(Entries shown)
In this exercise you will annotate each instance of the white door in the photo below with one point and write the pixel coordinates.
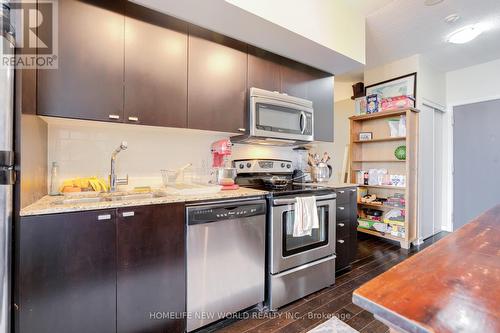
(430, 174)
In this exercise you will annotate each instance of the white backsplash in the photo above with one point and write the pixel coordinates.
(83, 149)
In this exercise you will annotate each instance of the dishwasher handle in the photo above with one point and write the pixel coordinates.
(215, 213)
(290, 201)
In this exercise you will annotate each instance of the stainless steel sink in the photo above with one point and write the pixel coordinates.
(109, 197)
(136, 196)
(73, 201)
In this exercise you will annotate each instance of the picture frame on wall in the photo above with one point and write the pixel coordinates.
(405, 85)
(365, 136)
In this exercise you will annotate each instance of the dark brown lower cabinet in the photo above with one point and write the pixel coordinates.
(118, 270)
(346, 225)
(150, 262)
(67, 273)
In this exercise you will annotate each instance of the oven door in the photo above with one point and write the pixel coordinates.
(287, 251)
(280, 119)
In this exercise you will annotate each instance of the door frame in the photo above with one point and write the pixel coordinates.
(449, 145)
(433, 107)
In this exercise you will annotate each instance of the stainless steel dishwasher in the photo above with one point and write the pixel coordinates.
(225, 259)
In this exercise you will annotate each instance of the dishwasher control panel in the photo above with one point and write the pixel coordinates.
(198, 215)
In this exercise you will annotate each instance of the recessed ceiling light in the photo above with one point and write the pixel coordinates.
(432, 2)
(452, 18)
(465, 34)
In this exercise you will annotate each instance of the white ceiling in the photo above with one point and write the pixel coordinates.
(401, 28)
(223, 17)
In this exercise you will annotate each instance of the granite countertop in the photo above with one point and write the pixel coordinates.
(451, 286)
(333, 184)
(49, 205)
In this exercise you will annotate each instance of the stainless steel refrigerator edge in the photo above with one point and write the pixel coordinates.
(6, 170)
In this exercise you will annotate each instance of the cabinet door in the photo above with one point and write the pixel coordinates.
(155, 68)
(151, 268)
(67, 273)
(216, 82)
(353, 195)
(320, 92)
(264, 71)
(88, 84)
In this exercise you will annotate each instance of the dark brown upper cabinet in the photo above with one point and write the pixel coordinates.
(88, 84)
(151, 268)
(295, 78)
(217, 82)
(320, 92)
(264, 70)
(66, 273)
(155, 68)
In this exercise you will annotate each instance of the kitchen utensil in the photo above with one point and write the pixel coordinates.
(325, 158)
(320, 173)
(169, 177)
(225, 176)
(230, 187)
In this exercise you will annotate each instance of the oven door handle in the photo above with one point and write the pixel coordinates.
(293, 200)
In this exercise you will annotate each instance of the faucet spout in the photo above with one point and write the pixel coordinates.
(113, 180)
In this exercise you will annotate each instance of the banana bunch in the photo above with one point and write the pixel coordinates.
(82, 184)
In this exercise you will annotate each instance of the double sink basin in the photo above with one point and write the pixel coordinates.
(109, 197)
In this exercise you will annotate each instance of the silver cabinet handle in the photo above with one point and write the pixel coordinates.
(128, 214)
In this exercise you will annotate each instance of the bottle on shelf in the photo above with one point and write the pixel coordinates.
(54, 179)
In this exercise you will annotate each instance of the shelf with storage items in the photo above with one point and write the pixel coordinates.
(378, 154)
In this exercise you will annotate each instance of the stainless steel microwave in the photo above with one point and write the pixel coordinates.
(278, 119)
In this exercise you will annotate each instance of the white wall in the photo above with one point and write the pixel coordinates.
(343, 90)
(464, 86)
(83, 149)
(473, 84)
(391, 70)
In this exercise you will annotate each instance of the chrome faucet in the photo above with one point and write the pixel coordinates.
(113, 180)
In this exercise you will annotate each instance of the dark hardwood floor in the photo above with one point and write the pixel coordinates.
(374, 257)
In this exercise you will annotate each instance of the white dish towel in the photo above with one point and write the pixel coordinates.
(306, 216)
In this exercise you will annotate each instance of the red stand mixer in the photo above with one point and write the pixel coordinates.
(225, 174)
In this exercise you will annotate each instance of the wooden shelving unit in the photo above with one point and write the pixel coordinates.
(378, 153)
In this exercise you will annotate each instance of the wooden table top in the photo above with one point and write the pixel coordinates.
(452, 286)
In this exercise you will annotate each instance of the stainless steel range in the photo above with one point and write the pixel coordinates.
(End Entries shown)
■ Assigned task ■
This task asks for the data above repeated exactly, without a single picture.

■ Response below ■
In this exercise you will annotate each instance of the white door in the photo below with one point and write the pixel coordinates.
(430, 174)
In this exercise you will annotate each instance of the white backsplash in the photo above with one point and write the pixel coordinates.
(83, 149)
In this exercise you will annotate each instance of the dishwasher handle in the photo above with one point and write the pixel coordinates.
(215, 213)
(290, 201)
In this exercise you will annotate each instance of the stainless steel sink in the photo above with one point and write the pixel coordinates.
(109, 197)
(136, 196)
(73, 201)
In this exercise you will annotate each instance of the picture frame on wall in the photo above with one point and write the pixel coordinates.
(405, 85)
(365, 136)
In this exercise you will annotate each instance of the dark brown lower cabinet in the photo above with one point and write the pixel coordinates.
(118, 270)
(346, 225)
(150, 262)
(67, 273)
In this exercise you will annotate each instance of the oven door in the photo above with one point and write the pixel coordinates.
(287, 251)
(280, 119)
In this exercise you will annotate each instance of the door frame in the photo above with one point and write the pixel coordinates.
(449, 145)
(433, 107)
In this exercise you will annotate each instance of the stainless steel dishwasher in the photo above with one point and write the pixel coordinates.
(225, 259)
In this exercise you will annotate each instance of the dishwasher control panel in the photo above with one point and write the pixel coordinates.
(198, 215)
In this exercise you will annotate each instance of the recessed ceiling light in the photo above with one point and write the pixel coordinates.
(432, 2)
(452, 18)
(465, 34)
In this exercise you will annotate each instance of the white ceiling in the photo above with one point and write the pixel coordinates.
(401, 28)
(223, 17)
In this exercise you will annotate each instance of the granite countertop in the photo above with one point and write the pixel coordinates.
(451, 286)
(333, 184)
(49, 205)
In this exercise you will annotate each instance of the stainless steel refrigerator edge in the photo above with one point and write the pixel coordinates.
(6, 170)
In this exercise you will annotate each instance of the cabinet door in the photo above with one point and write the pixel coordinates.
(155, 68)
(151, 268)
(67, 273)
(216, 82)
(353, 195)
(320, 92)
(264, 71)
(88, 84)
In this exercise you will annotate each instance of the dark brown upper cabinet in the photo above with one point and write the pixel coordinates.
(88, 84)
(151, 268)
(295, 78)
(217, 82)
(320, 92)
(264, 70)
(66, 273)
(155, 68)
In this exercise you will annotate each instance of the kitchen utensil in the photo above with one point and write the pixel coordinates.
(325, 158)
(320, 173)
(169, 177)
(225, 176)
(230, 187)
In this exercise you will annotate each instance of the oven door handle in the photo above with one point and write the pixel coordinates.
(293, 200)
In this exercise you will annotate each instance of the faucet spout in the photo above with one point and write the pixel coordinates.
(113, 180)
In this exercise you will annotate each instance of the banana bunch in the photo above with one point and write the pixel coordinates.
(82, 184)
In this exercise you will annotate each instance of the double sink basin in the photo above with one point and write the pixel coordinates.
(109, 197)
In this exercise you will annotate each instance of the silver cabinet handle in the photo above with one point and write the pixel coordinates.
(128, 214)
In this exercise you will annotate each instance of the bottle on shelf in the photo above with one point and write the pixel coordinates.
(54, 179)
In this exercise you will annotate each instance of the shelf with storage items in the photo above with one point and write the pixel coordinates.
(378, 154)
In this exercise you will annotate each instance of the stainless steel microwave in the photo above with one point and write the pixel coordinates.
(278, 119)
In this exercise you will annotate each instance of the white wall in the photo above with one point and write the pixel coordinates.
(343, 90)
(464, 86)
(83, 149)
(473, 84)
(391, 70)
In this exercise you will annotate each instance of the chrome faucet in the photo above with one point and write the pixel coordinates.
(113, 180)
In this exercise you will annotate each instance of the dark hardwood floor in the photo above with one point and write the pixel coordinates.
(374, 257)
In this exercise you will annotate each instance of the white dish towel in the photo above with one point and write the pixel coordinates.
(306, 216)
In this exercise you will annotate each instance of the red stand mixer in the photo above with one point and write the pixel coordinates.
(225, 174)
In this exercise you will annotate each instance of the wooden shelving unit in the photo above with one point and write the pixel coordinates.
(378, 153)
In this exercise you will annotate each instance of the wooden table top in the photo above with one point and write the pixel coordinates.
(452, 286)
In this exercise you will annotate each instance of the stainless steel range in the photo above with one point and write the pixel coordinates.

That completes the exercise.